(Object point labels)
#####
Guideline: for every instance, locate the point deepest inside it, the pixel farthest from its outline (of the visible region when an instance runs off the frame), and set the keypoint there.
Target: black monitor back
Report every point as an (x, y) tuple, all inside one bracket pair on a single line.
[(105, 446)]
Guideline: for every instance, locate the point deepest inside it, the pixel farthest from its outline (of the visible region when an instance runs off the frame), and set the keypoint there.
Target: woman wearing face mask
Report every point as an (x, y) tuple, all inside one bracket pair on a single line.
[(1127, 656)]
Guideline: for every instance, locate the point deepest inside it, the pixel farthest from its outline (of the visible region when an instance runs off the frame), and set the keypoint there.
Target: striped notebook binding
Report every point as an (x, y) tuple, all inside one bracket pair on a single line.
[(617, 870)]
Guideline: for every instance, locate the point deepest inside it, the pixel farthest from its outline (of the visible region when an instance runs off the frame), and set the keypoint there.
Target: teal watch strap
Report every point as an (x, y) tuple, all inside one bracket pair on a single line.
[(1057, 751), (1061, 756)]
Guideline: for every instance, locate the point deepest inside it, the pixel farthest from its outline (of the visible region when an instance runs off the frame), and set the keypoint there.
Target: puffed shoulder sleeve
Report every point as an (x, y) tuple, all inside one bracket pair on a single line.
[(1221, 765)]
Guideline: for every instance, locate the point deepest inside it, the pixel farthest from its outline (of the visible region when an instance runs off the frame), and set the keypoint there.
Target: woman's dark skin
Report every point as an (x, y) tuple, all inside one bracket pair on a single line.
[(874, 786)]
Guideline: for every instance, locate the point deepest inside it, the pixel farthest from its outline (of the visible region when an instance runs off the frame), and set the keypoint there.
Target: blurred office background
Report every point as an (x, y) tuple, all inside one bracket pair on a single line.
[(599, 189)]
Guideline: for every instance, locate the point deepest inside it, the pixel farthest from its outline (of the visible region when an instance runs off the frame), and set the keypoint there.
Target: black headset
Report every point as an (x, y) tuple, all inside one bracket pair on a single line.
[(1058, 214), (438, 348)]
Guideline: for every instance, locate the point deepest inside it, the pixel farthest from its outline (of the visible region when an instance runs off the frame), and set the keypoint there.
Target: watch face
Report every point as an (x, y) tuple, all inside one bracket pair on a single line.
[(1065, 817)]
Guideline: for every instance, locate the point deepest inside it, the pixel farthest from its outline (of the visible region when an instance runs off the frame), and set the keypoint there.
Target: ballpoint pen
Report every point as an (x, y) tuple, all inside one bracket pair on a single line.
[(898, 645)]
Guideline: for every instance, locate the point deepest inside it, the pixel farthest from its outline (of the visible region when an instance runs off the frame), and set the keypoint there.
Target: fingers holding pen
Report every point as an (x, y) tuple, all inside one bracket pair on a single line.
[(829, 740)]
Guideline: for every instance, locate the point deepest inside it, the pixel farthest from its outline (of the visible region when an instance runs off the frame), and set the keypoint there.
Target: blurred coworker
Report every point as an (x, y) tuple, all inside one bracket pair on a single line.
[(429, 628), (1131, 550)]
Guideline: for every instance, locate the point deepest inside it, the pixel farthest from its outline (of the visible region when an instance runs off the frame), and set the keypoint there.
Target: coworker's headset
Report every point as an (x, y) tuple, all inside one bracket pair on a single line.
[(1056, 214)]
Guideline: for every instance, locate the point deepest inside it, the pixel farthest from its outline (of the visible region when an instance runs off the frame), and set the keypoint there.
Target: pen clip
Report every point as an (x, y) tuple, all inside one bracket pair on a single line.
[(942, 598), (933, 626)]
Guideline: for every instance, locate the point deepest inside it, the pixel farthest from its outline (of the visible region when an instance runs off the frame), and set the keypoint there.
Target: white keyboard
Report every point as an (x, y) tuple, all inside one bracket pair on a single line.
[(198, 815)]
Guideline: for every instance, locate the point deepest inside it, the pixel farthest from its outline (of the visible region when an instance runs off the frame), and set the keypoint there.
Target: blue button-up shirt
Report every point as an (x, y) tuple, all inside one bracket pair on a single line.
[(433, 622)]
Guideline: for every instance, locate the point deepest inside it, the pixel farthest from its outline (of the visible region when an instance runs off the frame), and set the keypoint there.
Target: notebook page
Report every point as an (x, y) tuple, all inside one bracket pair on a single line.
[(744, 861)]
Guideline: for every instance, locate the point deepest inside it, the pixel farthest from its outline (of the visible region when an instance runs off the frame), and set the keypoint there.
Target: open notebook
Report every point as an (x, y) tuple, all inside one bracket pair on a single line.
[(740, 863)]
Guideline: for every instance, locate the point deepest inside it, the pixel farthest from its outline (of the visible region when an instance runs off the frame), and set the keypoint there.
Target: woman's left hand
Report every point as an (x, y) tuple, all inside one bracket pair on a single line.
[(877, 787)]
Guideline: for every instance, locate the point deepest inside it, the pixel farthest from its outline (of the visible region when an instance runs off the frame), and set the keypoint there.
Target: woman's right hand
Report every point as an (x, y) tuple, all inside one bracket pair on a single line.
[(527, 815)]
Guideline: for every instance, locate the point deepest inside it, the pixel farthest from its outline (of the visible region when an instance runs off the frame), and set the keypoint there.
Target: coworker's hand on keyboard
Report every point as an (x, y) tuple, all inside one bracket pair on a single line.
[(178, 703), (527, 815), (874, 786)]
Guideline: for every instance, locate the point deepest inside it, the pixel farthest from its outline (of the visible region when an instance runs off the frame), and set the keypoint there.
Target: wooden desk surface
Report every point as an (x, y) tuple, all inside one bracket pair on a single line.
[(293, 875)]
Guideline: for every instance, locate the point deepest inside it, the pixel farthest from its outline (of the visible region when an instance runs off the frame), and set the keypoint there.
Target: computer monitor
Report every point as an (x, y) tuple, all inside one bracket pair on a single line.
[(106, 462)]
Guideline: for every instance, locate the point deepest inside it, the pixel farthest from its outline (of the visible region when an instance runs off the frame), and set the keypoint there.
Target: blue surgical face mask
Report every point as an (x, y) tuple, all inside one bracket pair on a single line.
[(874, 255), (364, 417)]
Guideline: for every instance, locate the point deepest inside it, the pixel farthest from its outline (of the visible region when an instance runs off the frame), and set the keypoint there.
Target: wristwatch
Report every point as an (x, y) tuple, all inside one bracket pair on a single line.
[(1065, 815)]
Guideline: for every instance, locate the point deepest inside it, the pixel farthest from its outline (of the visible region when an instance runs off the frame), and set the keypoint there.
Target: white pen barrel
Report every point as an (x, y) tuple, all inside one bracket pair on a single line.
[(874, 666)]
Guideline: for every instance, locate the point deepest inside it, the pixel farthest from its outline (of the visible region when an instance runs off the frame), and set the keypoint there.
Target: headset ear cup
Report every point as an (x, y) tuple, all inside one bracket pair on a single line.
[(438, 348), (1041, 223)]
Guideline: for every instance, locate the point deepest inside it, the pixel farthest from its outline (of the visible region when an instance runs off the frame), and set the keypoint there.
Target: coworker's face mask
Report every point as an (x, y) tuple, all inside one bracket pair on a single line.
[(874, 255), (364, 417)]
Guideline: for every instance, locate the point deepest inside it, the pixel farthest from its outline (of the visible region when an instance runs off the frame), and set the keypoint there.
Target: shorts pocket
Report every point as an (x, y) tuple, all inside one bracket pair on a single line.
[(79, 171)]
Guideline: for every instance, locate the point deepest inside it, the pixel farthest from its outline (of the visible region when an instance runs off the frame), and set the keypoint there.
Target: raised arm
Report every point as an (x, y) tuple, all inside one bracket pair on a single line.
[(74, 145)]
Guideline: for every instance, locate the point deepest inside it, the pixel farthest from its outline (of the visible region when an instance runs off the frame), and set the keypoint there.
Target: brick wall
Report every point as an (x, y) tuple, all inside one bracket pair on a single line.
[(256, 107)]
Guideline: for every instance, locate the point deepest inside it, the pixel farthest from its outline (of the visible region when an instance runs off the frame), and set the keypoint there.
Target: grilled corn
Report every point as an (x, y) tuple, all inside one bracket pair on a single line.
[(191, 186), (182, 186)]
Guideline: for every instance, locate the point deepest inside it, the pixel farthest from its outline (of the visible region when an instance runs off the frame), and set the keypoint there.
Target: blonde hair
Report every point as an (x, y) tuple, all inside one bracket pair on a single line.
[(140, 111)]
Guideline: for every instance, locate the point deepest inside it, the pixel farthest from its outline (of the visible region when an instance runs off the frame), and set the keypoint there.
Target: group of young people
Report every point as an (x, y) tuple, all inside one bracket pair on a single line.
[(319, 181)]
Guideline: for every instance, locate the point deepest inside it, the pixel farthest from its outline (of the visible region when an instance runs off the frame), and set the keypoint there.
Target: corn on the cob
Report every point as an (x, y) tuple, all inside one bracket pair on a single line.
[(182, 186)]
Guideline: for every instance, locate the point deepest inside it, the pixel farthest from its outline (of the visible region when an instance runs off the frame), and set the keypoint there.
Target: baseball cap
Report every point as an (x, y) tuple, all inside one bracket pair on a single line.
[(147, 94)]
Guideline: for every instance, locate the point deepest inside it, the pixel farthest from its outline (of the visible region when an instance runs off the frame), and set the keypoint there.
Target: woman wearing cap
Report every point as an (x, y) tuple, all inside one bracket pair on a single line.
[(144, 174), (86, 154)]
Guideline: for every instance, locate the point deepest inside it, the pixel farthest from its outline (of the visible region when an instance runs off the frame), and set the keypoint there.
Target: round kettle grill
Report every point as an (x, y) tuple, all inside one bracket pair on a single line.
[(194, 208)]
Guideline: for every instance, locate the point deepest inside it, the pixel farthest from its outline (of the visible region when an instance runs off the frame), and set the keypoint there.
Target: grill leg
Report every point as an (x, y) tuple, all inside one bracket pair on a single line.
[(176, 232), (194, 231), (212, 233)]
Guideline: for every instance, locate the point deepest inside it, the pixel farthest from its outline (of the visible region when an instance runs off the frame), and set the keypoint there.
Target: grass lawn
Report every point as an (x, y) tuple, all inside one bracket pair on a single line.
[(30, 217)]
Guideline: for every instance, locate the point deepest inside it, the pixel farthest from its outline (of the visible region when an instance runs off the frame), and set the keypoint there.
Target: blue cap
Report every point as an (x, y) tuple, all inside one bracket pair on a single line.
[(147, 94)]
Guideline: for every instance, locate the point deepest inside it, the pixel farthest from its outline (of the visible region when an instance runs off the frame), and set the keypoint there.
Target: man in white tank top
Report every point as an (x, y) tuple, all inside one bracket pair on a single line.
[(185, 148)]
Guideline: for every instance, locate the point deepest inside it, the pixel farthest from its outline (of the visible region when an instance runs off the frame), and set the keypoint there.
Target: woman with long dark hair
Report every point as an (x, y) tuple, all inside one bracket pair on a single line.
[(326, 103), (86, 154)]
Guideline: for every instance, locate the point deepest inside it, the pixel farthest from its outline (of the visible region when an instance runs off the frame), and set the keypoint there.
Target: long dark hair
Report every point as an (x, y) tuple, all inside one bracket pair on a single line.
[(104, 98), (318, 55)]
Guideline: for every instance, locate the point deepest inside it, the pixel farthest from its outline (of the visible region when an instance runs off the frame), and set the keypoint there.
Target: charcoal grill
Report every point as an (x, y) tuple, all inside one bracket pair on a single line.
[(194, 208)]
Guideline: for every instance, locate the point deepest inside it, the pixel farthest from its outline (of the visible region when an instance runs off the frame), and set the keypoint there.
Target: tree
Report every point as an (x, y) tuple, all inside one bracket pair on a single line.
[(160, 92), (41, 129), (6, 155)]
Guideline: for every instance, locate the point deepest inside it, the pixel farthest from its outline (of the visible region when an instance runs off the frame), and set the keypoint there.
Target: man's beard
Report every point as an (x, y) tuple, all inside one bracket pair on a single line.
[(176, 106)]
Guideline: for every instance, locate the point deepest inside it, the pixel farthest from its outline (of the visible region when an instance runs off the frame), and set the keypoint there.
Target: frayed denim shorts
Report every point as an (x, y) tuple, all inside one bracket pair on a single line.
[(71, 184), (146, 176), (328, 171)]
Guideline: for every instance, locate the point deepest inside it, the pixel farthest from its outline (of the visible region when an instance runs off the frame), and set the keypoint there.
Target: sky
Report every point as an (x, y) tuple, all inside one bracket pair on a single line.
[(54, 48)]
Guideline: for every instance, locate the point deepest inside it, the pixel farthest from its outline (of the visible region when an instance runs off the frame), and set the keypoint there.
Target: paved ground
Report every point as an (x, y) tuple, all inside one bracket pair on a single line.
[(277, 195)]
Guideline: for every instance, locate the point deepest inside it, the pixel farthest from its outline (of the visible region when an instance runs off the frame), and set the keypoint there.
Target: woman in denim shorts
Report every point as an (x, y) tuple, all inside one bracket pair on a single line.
#####
> [Short task]
Rewrite the records from their start through the line with "[(105, 446)]", putting "silver" in place of "black" and leaving everything else unchanged.

> [Response to the exercise]
Guideline: for every instance, locate the point deepest inside it, the pixel farthest from its outline (of the visible region when an instance runs off the frame), and set the keypoint there.
Target: silver monitor back
Report every point as an (x, y) tuple, all inside one bracket pair on a single line.
[(105, 446)]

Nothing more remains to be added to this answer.